*Assignment*:
Keeping every word in place, write out the entries that come next.

((

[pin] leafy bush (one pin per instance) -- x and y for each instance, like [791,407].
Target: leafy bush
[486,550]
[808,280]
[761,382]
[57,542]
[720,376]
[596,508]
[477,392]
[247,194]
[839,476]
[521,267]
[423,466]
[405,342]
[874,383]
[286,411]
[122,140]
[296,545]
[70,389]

))

*Solution to this exercise*:
[pin] leafy bush (one pin per instance) -- x and y for each instance, like [791,407].
Target: leafy bush
[486,550]
[808,280]
[761,382]
[57,542]
[720,376]
[596,508]
[477,392]
[247,194]
[839,476]
[521,267]
[423,466]
[405,342]
[874,383]
[286,411]
[122,140]
[296,545]
[70,389]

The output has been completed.